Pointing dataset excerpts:
■ ■ ■

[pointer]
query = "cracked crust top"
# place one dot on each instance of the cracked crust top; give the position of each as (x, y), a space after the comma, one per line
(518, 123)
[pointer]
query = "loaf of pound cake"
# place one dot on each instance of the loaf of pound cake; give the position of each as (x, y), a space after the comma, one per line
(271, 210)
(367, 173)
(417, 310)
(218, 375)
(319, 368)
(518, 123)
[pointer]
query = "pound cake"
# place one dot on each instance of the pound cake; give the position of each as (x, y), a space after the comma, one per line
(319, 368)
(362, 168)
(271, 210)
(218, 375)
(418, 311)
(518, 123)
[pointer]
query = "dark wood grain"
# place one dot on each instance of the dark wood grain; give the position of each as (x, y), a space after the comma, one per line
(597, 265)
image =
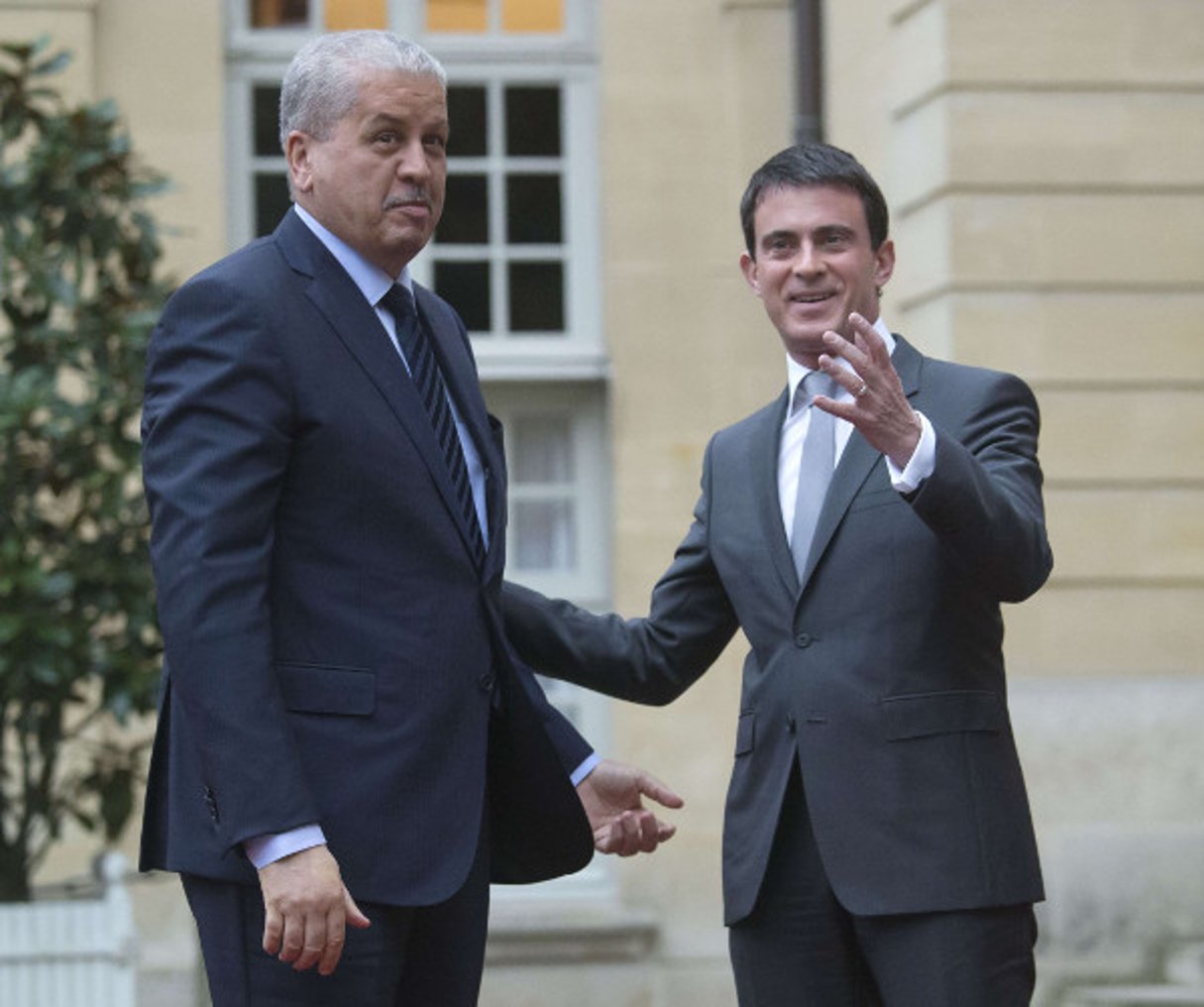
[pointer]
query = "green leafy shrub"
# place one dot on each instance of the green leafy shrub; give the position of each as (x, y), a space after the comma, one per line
(78, 641)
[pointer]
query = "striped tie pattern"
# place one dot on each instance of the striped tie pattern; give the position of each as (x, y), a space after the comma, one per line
(415, 345)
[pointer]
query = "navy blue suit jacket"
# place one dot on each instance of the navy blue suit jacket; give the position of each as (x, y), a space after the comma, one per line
(881, 672)
(334, 655)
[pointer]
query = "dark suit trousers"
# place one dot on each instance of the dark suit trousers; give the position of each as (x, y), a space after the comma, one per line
(425, 956)
(801, 949)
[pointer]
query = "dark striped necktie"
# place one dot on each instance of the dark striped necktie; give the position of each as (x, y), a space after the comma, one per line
(415, 345)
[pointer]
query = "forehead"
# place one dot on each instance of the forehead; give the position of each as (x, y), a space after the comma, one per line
(398, 93)
(810, 207)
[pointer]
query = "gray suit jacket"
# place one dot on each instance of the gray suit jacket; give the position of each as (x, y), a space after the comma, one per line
(881, 672)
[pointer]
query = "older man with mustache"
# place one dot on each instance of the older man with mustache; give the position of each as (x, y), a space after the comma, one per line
(346, 738)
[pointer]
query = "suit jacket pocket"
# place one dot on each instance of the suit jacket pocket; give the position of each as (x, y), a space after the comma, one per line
(877, 498)
(745, 732)
(940, 714)
(326, 689)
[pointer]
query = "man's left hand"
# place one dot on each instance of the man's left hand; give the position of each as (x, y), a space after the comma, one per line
(610, 795)
(879, 408)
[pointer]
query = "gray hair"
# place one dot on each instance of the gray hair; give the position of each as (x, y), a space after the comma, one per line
(323, 81)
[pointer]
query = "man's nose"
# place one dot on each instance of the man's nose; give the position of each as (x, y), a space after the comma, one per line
(413, 166)
(808, 262)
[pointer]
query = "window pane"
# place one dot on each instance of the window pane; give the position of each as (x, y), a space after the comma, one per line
(532, 122)
(465, 211)
(457, 16)
(466, 112)
(532, 16)
(279, 13)
(466, 286)
(267, 113)
(271, 201)
(543, 535)
(543, 448)
(347, 15)
(532, 208)
(537, 296)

■ ■ ■

WHAT THIS TASK INVOLVES: Locate every line in the records above that contains the word "cake", matching case exactly, and copy each of those lines.

RESULT:
query = "loaf of pound cake"
# place one dot on each instance of the loaf of pound cake; give the position of each as (x, y), a space after the comma, one per line
query = "pound cake"
# place one dot on each instance of the pound cake; give the position of each as (x, y), a space after the comma, one per line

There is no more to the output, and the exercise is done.